Problem to solve: Say the number of lines in the records below that hold the word "ruin", and only that number.

Records shown:
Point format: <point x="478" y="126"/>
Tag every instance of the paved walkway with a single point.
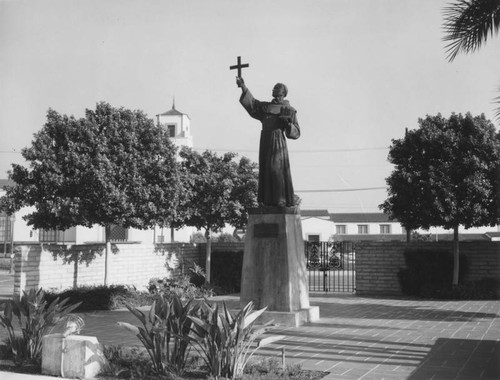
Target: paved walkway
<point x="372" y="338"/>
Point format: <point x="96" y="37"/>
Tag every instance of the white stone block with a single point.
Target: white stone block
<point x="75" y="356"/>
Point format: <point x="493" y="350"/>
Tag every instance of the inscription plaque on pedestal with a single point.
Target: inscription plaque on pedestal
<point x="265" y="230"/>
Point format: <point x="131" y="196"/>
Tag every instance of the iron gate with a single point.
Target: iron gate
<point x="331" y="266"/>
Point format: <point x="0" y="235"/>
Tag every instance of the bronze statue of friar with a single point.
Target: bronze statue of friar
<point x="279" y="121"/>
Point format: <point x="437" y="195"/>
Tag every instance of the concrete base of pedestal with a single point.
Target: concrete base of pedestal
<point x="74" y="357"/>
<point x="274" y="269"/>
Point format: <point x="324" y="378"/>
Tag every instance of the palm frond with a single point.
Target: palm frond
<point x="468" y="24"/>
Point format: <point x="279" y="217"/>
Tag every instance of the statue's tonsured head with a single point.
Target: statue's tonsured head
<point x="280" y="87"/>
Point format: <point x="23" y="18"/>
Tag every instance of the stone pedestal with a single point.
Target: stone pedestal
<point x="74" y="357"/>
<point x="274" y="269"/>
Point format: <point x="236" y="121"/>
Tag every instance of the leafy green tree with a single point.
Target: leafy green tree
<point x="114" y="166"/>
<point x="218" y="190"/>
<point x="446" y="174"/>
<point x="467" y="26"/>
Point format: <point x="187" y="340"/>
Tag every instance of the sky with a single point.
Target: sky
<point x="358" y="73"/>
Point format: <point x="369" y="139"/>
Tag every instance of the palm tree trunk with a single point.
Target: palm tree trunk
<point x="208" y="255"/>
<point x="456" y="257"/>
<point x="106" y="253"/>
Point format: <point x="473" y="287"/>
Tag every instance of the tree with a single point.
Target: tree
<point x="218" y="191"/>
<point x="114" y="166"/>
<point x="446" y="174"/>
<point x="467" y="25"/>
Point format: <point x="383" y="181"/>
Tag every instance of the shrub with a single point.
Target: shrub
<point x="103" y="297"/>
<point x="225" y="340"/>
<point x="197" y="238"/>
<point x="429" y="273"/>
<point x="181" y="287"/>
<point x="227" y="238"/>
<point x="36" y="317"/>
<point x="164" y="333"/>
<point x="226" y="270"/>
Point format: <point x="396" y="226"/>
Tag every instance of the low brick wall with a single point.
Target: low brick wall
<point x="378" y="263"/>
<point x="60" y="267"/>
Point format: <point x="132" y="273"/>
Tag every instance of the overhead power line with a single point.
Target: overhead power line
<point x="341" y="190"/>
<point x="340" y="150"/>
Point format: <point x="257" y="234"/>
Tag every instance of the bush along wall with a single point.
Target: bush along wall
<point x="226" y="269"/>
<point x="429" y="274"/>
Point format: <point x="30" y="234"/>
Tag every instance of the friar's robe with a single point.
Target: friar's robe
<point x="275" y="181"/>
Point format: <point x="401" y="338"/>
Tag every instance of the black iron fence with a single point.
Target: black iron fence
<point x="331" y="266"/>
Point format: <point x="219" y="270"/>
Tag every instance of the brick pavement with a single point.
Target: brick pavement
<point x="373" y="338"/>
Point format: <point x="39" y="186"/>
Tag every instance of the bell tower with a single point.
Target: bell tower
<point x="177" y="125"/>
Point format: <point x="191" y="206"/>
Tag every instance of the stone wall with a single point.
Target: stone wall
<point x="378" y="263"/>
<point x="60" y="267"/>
* * *
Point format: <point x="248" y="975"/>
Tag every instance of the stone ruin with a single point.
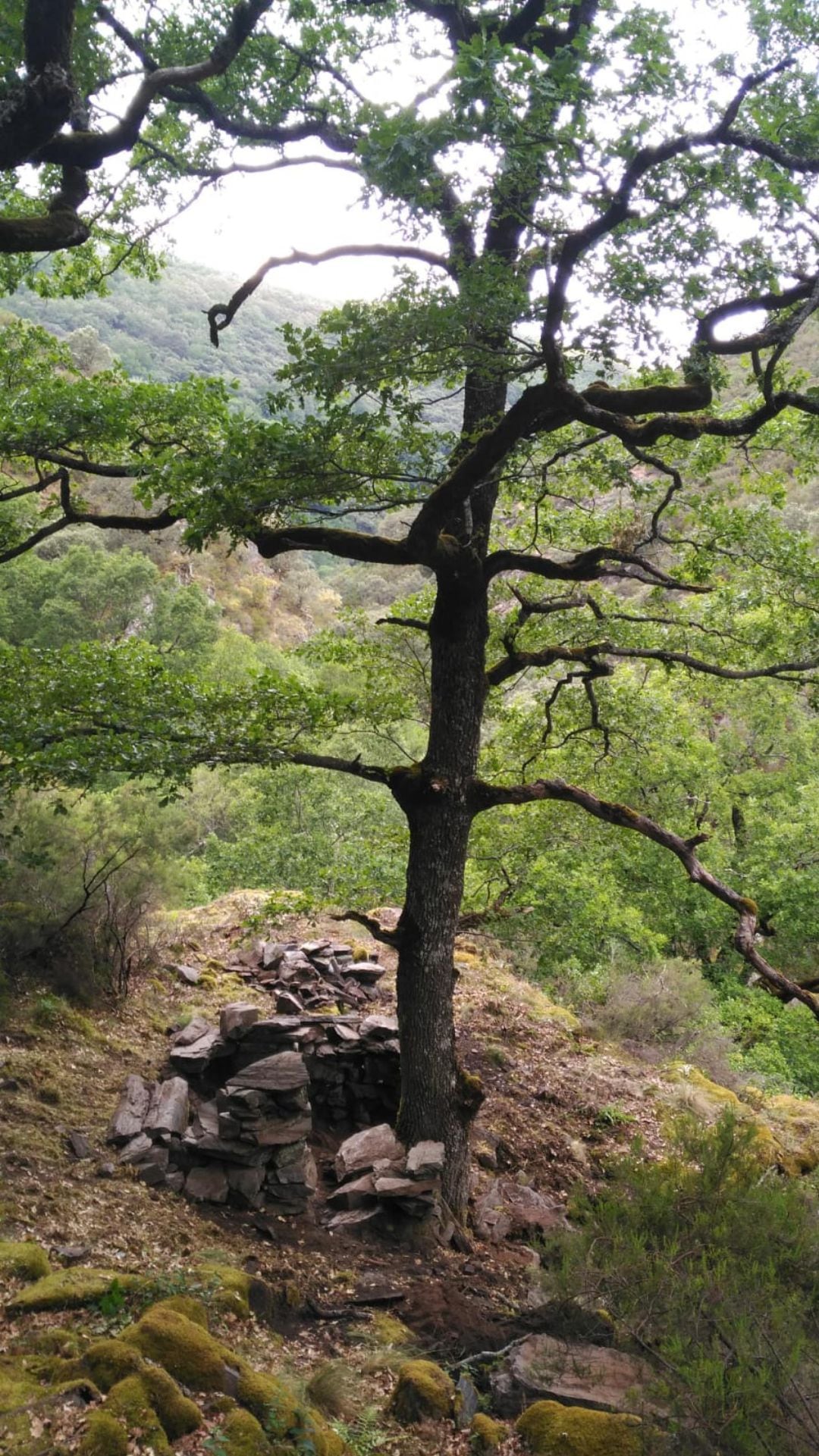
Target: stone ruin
---
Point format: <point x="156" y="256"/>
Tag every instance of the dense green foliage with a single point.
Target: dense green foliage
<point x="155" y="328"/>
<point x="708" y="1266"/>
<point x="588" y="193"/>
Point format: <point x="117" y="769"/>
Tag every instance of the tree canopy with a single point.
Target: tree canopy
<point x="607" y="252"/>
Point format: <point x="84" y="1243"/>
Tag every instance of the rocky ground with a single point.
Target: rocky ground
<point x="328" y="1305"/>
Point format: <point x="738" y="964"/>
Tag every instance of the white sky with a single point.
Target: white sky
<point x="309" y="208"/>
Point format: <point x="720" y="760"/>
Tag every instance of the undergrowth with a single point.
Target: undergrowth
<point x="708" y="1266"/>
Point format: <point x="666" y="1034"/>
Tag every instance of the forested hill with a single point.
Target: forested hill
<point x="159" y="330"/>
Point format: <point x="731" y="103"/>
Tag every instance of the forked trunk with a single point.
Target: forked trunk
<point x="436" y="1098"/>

Response area: 2